[Point localization data]
--- START ---

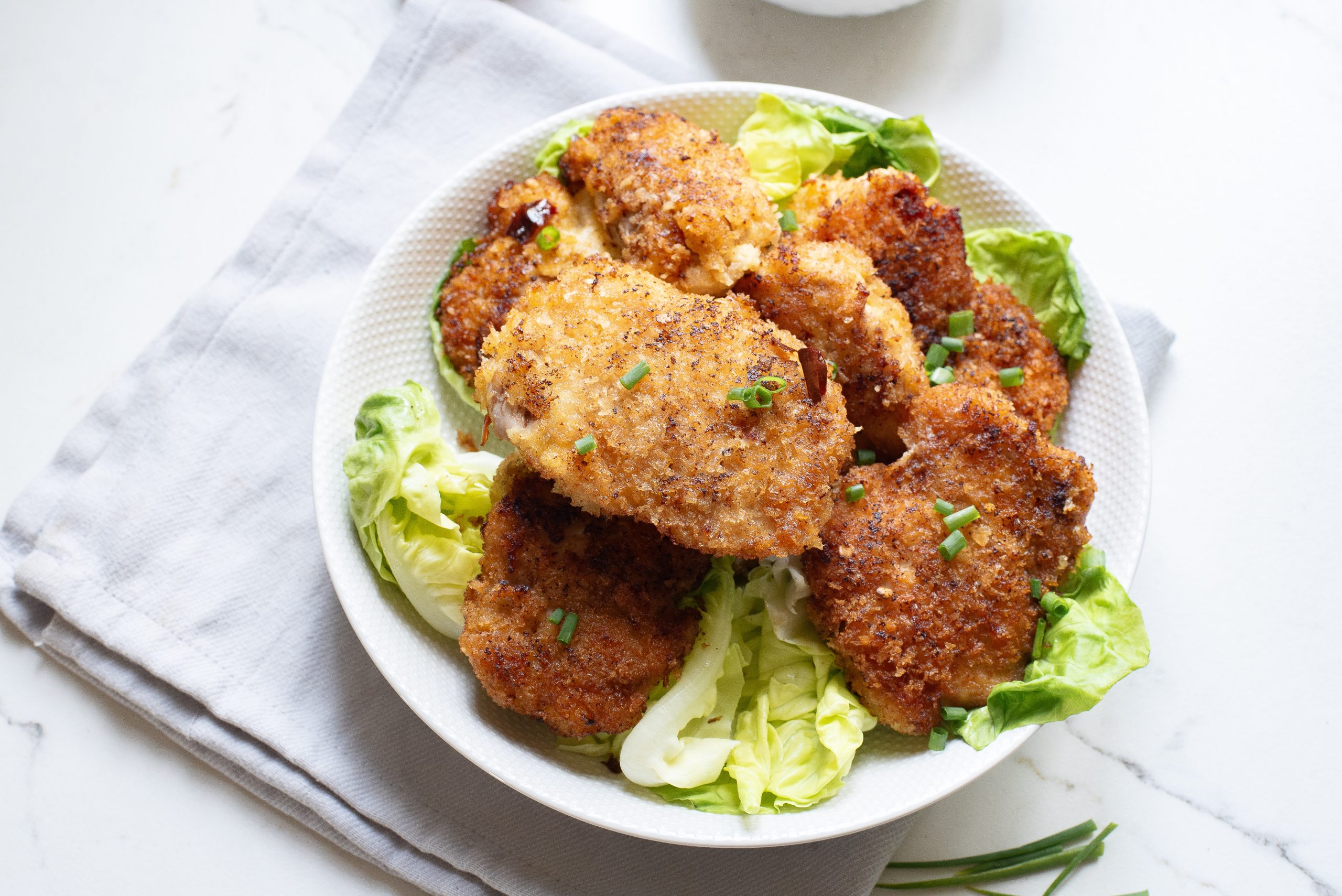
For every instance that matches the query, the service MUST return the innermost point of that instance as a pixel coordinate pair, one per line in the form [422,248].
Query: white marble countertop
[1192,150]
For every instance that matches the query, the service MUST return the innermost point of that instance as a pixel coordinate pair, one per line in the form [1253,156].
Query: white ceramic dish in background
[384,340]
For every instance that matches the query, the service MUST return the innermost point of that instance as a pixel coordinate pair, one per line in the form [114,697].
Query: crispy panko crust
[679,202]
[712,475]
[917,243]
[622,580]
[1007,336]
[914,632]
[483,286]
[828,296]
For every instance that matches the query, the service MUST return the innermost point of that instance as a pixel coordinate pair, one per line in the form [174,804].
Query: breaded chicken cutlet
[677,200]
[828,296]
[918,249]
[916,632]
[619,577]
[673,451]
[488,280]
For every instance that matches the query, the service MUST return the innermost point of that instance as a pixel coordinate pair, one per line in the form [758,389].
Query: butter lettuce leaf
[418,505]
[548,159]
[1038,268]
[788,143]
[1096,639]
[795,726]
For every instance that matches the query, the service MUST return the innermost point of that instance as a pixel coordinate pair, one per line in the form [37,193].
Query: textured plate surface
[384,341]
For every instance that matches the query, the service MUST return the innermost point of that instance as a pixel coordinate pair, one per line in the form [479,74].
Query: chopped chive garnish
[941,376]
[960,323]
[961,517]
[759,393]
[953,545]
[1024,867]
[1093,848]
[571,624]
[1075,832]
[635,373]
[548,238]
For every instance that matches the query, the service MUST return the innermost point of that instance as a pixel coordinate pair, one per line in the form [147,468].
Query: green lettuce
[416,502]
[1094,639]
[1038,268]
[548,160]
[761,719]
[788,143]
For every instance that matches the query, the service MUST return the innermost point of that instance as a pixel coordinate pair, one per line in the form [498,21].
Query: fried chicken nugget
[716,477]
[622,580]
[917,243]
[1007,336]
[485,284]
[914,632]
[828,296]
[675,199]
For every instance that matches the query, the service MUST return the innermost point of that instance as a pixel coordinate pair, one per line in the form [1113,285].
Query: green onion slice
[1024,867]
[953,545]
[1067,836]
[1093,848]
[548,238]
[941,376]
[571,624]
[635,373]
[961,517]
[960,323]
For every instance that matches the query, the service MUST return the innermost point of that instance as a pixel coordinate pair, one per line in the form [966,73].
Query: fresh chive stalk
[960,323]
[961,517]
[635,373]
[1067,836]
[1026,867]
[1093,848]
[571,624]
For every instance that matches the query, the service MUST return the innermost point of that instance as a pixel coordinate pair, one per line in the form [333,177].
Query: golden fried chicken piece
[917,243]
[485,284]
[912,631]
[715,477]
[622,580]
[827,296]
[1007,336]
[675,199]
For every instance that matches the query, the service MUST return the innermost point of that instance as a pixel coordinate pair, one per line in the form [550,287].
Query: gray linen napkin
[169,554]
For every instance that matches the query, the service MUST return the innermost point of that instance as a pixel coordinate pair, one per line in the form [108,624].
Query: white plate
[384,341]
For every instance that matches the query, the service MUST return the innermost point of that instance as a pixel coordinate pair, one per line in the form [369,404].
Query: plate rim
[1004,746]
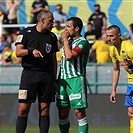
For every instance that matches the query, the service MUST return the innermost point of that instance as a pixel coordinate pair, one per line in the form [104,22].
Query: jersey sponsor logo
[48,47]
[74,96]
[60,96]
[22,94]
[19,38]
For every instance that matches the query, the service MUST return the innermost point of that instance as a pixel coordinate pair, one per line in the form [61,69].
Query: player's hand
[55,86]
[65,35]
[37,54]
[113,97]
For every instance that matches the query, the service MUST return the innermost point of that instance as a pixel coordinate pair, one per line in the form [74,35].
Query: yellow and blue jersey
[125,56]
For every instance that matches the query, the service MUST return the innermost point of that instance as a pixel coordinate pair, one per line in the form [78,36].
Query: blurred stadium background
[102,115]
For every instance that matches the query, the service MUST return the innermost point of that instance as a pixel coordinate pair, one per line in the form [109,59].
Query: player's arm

--- END ---

WHAT YOU ARE ASKED TO DO:
Although the records contain pictures, the copy should consist of their text alone, reproduced exactly.

THE COMPLETED TASK:
For every instance that matches the query, the service MUST return the innermost point of that instance as a pixel coordinate pair, one per line in the form [422,248].
Query: white marble countertop
[1192,150]
For every instance that matches the query, the service MUST return the innermost point of that instance as a pixel coordinate pair, one per line in the form [1253,156].
Query: white ceramic dish in background
[384,340]
For every instance that matches the query, the service MUST return the innermost point of that instance as a pixel coordinate pair, one per line in the form [114,697].
Query: crispy panko crust
[679,202]
[712,475]
[917,243]
[622,580]
[1007,336]
[914,632]
[483,286]
[828,296]
For every instance that matches the query, the service MUST return the innermost point of that instance as a pixel coordinate pair, one per line in the form [174,804].
Query: breaded chicken cutlet
[677,200]
[828,296]
[918,249]
[916,632]
[619,577]
[673,451]
[488,280]
For every instance that matches the query, the service MUST return the innermost point of that instance as a pixel coordinate pair, one per line in the form [758,389].
Query: butter lettuce leaf
[418,505]
[548,159]
[1038,268]
[788,143]
[1096,639]
[795,726]
For every instance that matches the query, the service MUST return the innermost point of that instance as a pixel coordinate pair, one per line in the form [37,193].
Query: textured plate surface
[384,341]
For every instance that matches the query, the service MUST return the innermost point of that instance as a pixel coordinate pair, one per line in the form [479,74].
Query: chopped chive garnish
[941,376]
[960,323]
[961,517]
[759,393]
[953,545]
[1024,867]
[1093,848]
[571,624]
[1075,832]
[635,373]
[548,238]
For every instance that matches the query, the service MUST return the innermost point of that instance as a pixel coordinate pair, one per line in the form [147,468].
Query: green lettuce
[416,502]
[1094,639]
[1038,268]
[548,160]
[761,719]
[788,143]
For every instance that matches the query, the service MUST return the innermost point of that instance as a pixel coordinate pair, one per line in the form [498,21].
Query: fried chicken nugget
[716,477]
[622,580]
[917,243]
[1007,336]
[485,284]
[914,632]
[828,296]
[675,199]
For every instance that matches the query, the service MUST return the innermost point of that instance as a pixel coordinate pair, one per line in the form [1113,285].
Query: green onion slice
[1024,867]
[953,545]
[1067,836]
[1093,848]
[548,238]
[941,376]
[571,624]
[635,373]
[961,517]
[960,323]
For every instance that matches the query, the service MUST return the innermost point of that instance as a pixel coordinate pair, one per line in the form [966,73].
Query: fresh chive stalk
[960,323]
[961,517]
[635,373]
[1067,836]
[1026,867]
[1093,848]
[571,624]
For every instance that matches the query, the service MUST return the innermost point of that instance as a pixel coordinate pair, one per line in the form [333,177].
Query: golden fried chicken piece
[917,243]
[485,284]
[912,631]
[715,477]
[622,580]
[827,296]
[1007,336]
[675,199]
For every instance that matches the query, the service MUST return the innermost point of that instance as a pixel coordinate pair, one per line in the form [550,287].
Query: gray linen napkin
[169,554]
For every instance that matches the query, the service MUST return the innermost point of that instance as a pixel coordinate pair, one per line in the form [108,624].
Query: white plate
[384,341]
For every instance that matches the query, the service MUST return the innermost point of that instance as a pixel coordinate pair, one per line in the form [369,404].
Query: plate rim
[1004,746]
For every instance that matches the query, the service MUST return the innermost point of that instance as a pixel coordinate pair, one per line in the form [104,22].
Query: jersey sponsor logo
[48,47]
[74,96]
[60,96]
[22,94]
[19,38]
For every instance that matches the query, the service MUST return the innermost point of that instance as a pixel coordinate pair, one per line in the form [61,69].
Query: player's hand
[55,86]
[65,35]
[37,54]
[113,97]
For every instance that matches the query, the service MUST return the innermost point of that instance as a pixel coordinate pair, one per line in the form [74,35].
Query: yellow and blue jersey
[125,56]
For every instance that matches the query, the service MUST return the innermost point of that instance as a pixel coordinate pair, one per line in the form [78,36].
Query: blurred stadium background
[102,115]
For every instance that matches the query, the service MUST return the innermost point of that instance as a pixel coordinate pair, one per line in the form [109,59].
Query: player's arm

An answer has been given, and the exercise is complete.